◆ WHAT YOU ARE ASKED TO DO: Set out every one of the lines below as a Markdown table with the columns "Row" and "Line", numbering the rows in order and omitting any blank lines.

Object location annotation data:
———

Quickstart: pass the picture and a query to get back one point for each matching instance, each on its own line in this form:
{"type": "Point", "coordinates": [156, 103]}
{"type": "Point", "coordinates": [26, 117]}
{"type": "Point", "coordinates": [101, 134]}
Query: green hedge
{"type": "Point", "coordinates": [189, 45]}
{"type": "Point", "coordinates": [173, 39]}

———

◆ RESPONSE:
| Row | Line |
|---|---|
| 1 | Quickstart: pass the picture and a query to get back one point for each matching instance, each on its own line in this form: |
| 2 | {"type": "Point", "coordinates": [156, 103]} |
| 3 | {"type": "Point", "coordinates": [26, 117]} |
| 4 | {"type": "Point", "coordinates": [101, 134]} |
| 5 | Query: green hedge |
| 6 | {"type": "Point", "coordinates": [189, 45]} |
| 7 | {"type": "Point", "coordinates": [173, 39]} |